## start

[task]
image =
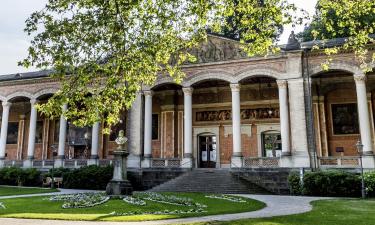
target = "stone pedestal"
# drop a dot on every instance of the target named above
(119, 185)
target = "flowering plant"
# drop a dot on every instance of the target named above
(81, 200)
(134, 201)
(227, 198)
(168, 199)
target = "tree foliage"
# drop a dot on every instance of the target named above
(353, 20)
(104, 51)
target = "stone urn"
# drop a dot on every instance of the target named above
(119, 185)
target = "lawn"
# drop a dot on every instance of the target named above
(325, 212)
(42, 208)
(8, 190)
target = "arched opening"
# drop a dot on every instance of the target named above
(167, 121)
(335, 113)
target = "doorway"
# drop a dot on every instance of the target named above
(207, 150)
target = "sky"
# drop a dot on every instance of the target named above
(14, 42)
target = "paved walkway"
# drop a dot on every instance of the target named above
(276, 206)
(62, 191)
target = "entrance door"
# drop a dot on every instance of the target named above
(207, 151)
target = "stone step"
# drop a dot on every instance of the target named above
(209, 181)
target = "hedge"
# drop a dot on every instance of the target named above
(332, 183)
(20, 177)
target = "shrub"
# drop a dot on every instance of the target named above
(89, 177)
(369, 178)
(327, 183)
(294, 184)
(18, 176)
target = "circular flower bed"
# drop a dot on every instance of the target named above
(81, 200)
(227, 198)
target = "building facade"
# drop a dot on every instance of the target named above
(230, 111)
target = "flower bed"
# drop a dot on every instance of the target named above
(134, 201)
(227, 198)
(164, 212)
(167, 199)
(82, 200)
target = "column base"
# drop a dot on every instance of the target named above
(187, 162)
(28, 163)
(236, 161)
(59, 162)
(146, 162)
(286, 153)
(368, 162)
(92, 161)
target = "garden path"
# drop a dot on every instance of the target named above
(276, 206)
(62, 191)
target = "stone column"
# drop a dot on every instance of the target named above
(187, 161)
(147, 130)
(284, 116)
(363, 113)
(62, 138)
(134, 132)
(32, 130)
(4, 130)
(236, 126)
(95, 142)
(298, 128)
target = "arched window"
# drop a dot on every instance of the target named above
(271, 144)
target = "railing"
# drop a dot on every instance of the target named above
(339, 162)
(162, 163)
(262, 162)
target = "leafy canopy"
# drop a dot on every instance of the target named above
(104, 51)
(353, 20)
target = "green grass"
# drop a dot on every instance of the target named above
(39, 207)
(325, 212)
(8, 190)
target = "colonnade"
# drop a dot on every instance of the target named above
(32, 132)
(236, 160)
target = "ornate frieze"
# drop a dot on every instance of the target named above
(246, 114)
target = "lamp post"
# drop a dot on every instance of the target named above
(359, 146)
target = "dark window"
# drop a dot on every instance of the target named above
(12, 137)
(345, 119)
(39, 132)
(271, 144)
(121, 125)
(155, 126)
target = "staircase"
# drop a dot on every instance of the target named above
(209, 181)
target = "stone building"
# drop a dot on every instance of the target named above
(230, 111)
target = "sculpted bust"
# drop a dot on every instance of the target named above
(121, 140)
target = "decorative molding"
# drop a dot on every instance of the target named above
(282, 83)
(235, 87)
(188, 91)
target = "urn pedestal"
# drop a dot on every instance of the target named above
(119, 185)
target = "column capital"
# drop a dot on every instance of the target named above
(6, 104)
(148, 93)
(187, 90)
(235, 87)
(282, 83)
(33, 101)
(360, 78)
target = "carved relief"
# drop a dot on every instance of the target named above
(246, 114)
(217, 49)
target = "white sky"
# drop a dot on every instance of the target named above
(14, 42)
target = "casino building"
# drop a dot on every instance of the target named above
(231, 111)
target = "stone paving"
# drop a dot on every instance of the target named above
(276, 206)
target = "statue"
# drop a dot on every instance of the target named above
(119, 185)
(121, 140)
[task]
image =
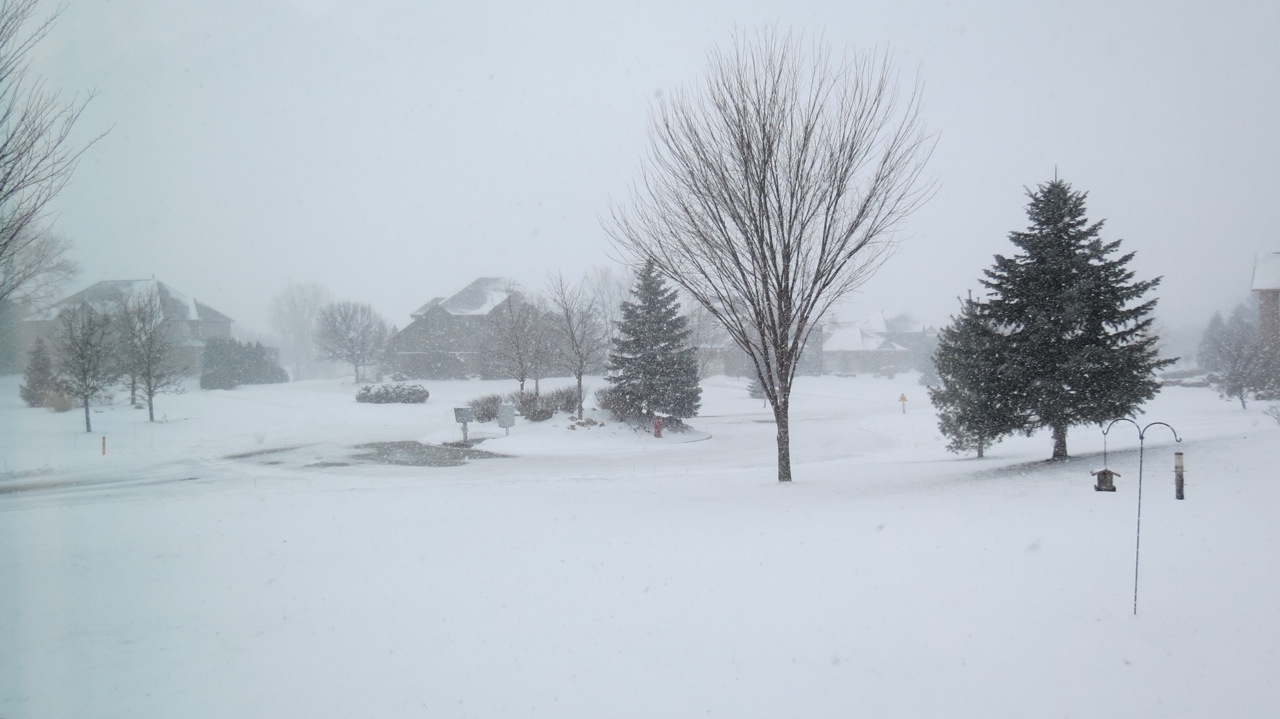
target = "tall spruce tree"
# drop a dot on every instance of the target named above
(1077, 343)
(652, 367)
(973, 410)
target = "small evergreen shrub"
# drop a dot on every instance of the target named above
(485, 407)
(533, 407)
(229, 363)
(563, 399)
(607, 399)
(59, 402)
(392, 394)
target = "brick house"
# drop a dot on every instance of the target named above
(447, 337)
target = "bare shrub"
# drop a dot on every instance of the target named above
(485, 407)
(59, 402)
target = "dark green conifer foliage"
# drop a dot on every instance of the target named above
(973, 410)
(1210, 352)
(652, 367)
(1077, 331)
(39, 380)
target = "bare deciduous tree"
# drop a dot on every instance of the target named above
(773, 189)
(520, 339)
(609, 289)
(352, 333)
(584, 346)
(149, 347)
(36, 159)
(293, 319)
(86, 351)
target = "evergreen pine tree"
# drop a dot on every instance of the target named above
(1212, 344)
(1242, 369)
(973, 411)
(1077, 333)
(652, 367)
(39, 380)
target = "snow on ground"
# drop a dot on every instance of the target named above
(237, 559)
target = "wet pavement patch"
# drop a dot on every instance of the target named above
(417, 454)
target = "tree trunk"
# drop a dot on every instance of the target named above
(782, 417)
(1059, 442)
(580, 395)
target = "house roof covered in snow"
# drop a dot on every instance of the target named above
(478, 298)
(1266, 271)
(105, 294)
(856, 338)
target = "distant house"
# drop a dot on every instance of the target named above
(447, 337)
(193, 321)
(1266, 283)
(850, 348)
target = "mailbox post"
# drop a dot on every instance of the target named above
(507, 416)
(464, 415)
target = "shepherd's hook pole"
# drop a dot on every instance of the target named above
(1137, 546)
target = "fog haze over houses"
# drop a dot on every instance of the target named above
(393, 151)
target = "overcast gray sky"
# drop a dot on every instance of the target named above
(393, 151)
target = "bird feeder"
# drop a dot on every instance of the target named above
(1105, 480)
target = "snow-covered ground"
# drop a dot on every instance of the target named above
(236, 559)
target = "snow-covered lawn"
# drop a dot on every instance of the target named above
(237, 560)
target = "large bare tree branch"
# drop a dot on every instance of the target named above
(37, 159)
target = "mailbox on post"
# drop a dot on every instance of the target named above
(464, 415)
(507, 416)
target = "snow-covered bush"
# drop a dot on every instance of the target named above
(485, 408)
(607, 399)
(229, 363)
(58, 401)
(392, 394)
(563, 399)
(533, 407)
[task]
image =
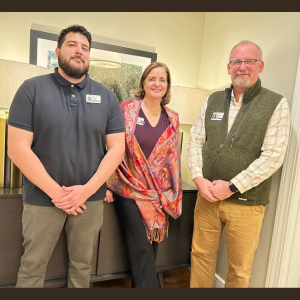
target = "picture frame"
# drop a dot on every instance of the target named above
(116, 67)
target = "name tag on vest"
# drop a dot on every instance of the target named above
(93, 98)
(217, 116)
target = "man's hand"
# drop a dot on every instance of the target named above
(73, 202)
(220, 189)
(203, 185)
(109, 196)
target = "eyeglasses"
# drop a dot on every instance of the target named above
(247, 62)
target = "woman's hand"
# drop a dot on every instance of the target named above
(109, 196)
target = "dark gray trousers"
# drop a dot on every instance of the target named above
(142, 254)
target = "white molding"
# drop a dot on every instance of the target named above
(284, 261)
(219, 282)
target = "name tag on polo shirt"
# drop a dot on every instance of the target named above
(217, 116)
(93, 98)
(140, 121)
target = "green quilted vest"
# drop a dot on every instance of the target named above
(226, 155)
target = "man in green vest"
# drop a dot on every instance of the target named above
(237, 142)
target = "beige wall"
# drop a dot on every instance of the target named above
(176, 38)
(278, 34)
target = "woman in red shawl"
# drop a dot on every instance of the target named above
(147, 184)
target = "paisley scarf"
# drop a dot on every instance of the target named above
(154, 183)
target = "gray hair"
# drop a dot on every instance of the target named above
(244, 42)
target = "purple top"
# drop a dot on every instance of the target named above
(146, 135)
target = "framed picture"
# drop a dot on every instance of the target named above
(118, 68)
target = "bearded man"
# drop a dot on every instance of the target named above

## end

**Work to be completed:**
Every record is to be reproduced exactly, with no pictures included.

**Written response:**
[task]
image =
target = "stone pedestal"
# drop a dot on every instance of the target named above
(119, 185)
target = "flowering plant"
# drop a dot on every instance of the target named above
(81, 200)
(134, 201)
(227, 198)
(168, 199)
target = "tree foliage"
# drop a dot on every instance of the target named above
(353, 20)
(104, 51)
target = "stone urn"
# drop a dot on every instance of the target named above
(119, 185)
target = "lawn"
# drop a dot on every instance of the target named above
(325, 212)
(42, 208)
(8, 190)
target = "arched opening"
# drop a dot on every instance of the target named above
(167, 121)
(335, 113)
target = "doorway"
# drop a dot on every instance of the target named above
(207, 150)
target = "sky"
# drop a dot on every instance of the target named above
(14, 42)
target = "paved walkway"
# drop a dot on every instance of the target named above
(276, 206)
(62, 191)
target = "entrance door"
# drop a dot on every instance of the target named above
(207, 151)
target = "stone step"
# drop a dot on every instance of the target named above
(209, 181)
target = "hedge"
# drop a dot on every instance of the target named above
(332, 183)
(20, 177)
target = "shrub"
# drop a dot on every instance of the target named above
(89, 177)
(369, 178)
(327, 183)
(294, 184)
(18, 176)
target = "circular flower bed"
# drop a dot on every instance of the target named above
(81, 200)
(227, 198)
target = "building facade"
# drop a dot on every instance of the target named above
(230, 111)
target = "flower bed"
# drop a dot on every instance of the target named above
(134, 201)
(227, 198)
(164, 212)
(167, 199)
(82, 200)
target = "column base"
# drop a dot on every instance of the target named above
(187, 162)
(28, 163)
(236, 161)
(59, 162)
(146, 162)
(286, 153)
(368, 162)
(92, 161)
target = "garden path"
# drop a dot on every instance of the target named above
(276, 206)
(62, 191)
target = "stone column"
# drop a dot on every instance of the target named above
(187, 161)
(147, 130)
(284, 116)
(363, 113)
(62, 138)
(134, 132)
(32, 130)
(4, 130)
(236, 126)
(95, 142)
(298, 128)
target = "arched window"
# drop a dot on every instance of the target named above
(271, 144)
target = "railing"
# drop a dot on every instance of the target named above
(339, 162)
(162, 163)
(262, 162)
target = "leafy canopy"
# drop a dot on every instance of the target named above
(104, 51)
(353, 20)
target = "green grass"
# drop a dot on every instance of the target named above
(39, 207)
(325, 212)
(8, 190)
target = "colonnade"
# drop a dot on every instance of the target named above
(32, 132)
(236, 160)
target = "ornate frieze"
# drop a dot on every instance of the target named above
(246, 114)
target = "lamp post"
# drop a dot on every instance of the target named above
(359, 146)
target = "dark window"
# drop a dot on every instance of the target named above
(12, 137)
(345, 119)
(39, 132)
(271, 144)
(121, 125)
(155, 126)
target = "staircase"
# drop a dot on every instance of the target named above
(209, 181)
target = "stone building"
# drop a dot on every instance of the target named above
(230, 111)
target = "sculpted bust"
# drop a dot on every instance of the target named above
(121, 140)
target = "decorative molding"
# drop a dot on every instance of the target named above
(282, 83)
(235, 87)
(188, 91)
target = "urn pedestal"
# drop a dot on every instance of the target named above
(119, 185)
target = "column capital"
# drop a dot on every instance of the target named above
(6, 104)
(148, 93)
(187, 90)
(235, 87)
(282, 83)
(33, 101)
(360, 78)
target = "carved relief"
# drop a dot on every instance of the target named above
(246, 114)
(217, 49)
target = "white sky"
# drop a dot on every instance of the target named above
(14, 42)
target = "casino building"
# drop a dot on every instance of the target named above
(231, 111)
target = "stone paving"
# drop a dot on every instance of the target named above
(276, 206)
target = "statue"
# drop a dot on every instance of the target named above
(119, 185)
(121, 140)
[task]
image =
target = "tall spruce tree"
# drop a dot on every instance of the target named above
(1077, 343)
(652, 367)
(973, 410)
target = "small evergreen shrub"
# drop a dot on every instance of the target named above
(485, 407)
(533, 407)
(229, 363)
(563, 399)
(607, 399)
(59, 402)
(392, 394)
target = "brick house"
# drop a dot on every instance of the target named above
(447, 337)
target = "bare shrub"
# drop a dot on every instance of the target named above
(485, 407)
(59, 402)
target = "dark green conifer foliage"
# drop a dot on every instance of the target named above
(973, 410)
(1210, 352)
(652, 367)
(1077, 331)
(39, 380)
target = "bare deciduous tree"
# drop a dot on every instance of the target named above
(773, 189)
(520, 339)
(609, 289)
(352, 333)
(584, 346)
(149, 347)
(36, 159)
(293, 319)
(86, 351)
target = "evergreen pine tree"
# drop a dot on every instance of the target named above
(1212, 344)
(1242, 369)
(973, 411)
(1077, 333)
(652, 367)
(39, 380)
target = "snow on ground"
# drop a dot on every instance of the target named above
(237, 559)
target = "wet pavement patch"
# drop a dot on every instance of the target named above
(417, 454)
target = "tree trunk"
# drop a dot on every instance of the target named above
(782, 417)
(1059, 442)
(580, 395)
target = "house roof covered in snow"
# drop a dot on every instance of the target named above
(478, 298)
(1266, 271)
(105, 294)
(856, 338)
target = "distant house"
# drop a dot on every instance of the target named above
(447, 337)
(193, 321)
(1266, 283)
(850, 348)
target = "mailbox post"
# drop a dot on every instance of the target named above
(507, 416)
(464, 415)
target = "shepherd's hook pole"
# drop a dot on every instance of the target named above
(1137, 546)
target = "fog haze over houses"
# drop a dot on every instance of the target named above
(393, 151)
target = "overcast gray sky"
# drop a dot on every instance of the target named above
(393, 151)
target = "bird feeder"
# drop a dot on every instance of the target named above
(1105, 480)
target = "snow-covered ground"
# drop a dot on every instance of the target named above
(236, 559)
target = "snow-covered lawn"
# drop a dot on every instance of the target named above
(237, 560)
target = "large bare tree branch"
# drop a dot on every instance of the target named above
(37, 159)
target = "mailbox on post"
# drop a dot on every instance of the target named above
(464, 415)
(507, 416)
target = "snow-covered bush"
# drop a dot on every instance of the target named above
(485, 408)
(607, 399)
(229, 363)
(58, 401)
(392, 394)
(563, 399)
(533, 407)
[task]
image =
target = "picture frame"
# drop a dot on every instance of the target named above
(116, 67)
target = "name tag on vest"
# drop a dot on every instance of the target named above
(93, 98)
(217, 116)
target = "man's hand"
# drop a dot on every instance of the target named above
(73, 202)
(220, 189)
(203, 185)
(109, 196)
target = "eyeglasses"
# drop a dot on every instance of the target named above
(247, 62)
target = "woman's hand"
# drop a dot on every instance of the target named above
(109, 196)
target = "dark gray trousers"
# drop a dot on every instance of the target named above
(142, 254)
target = "white molding"
# drop a dot on every instance of the target named above
(284, 261)
(219, 282)
target = "name tag on polo shirt"
# drop a dot on every instance of the target named above
(217, 116)
(93, 98)
(140, 121)
target = "green quilted vest"
# drop a dot on every instance of the target named above
(226, 155)
target = "man in green vest"
# drop a dot on every instance of the target named above
(237, 142)
target = "beige wall"
# drop a dot on every instance of the target named above
(176, 38)
(278, 34)
target = "woman in red shawl"
# drop a dot on every instance of the target named above
(147, 184)
target = "paisley scarf"
# drop a dot on every instance of the target named above
(154, 183)
target = "gray hair"
# drop a dot on every instance of the target named above
(244, 42)
target = "purple top"
# drop a dot on every instance of the target named above
(146, 135)
target = "framed picture"
# drop a dot on every instance of the target named above
(118, 68)
target = "bearded man"
# drop a dot on every instance of the target named above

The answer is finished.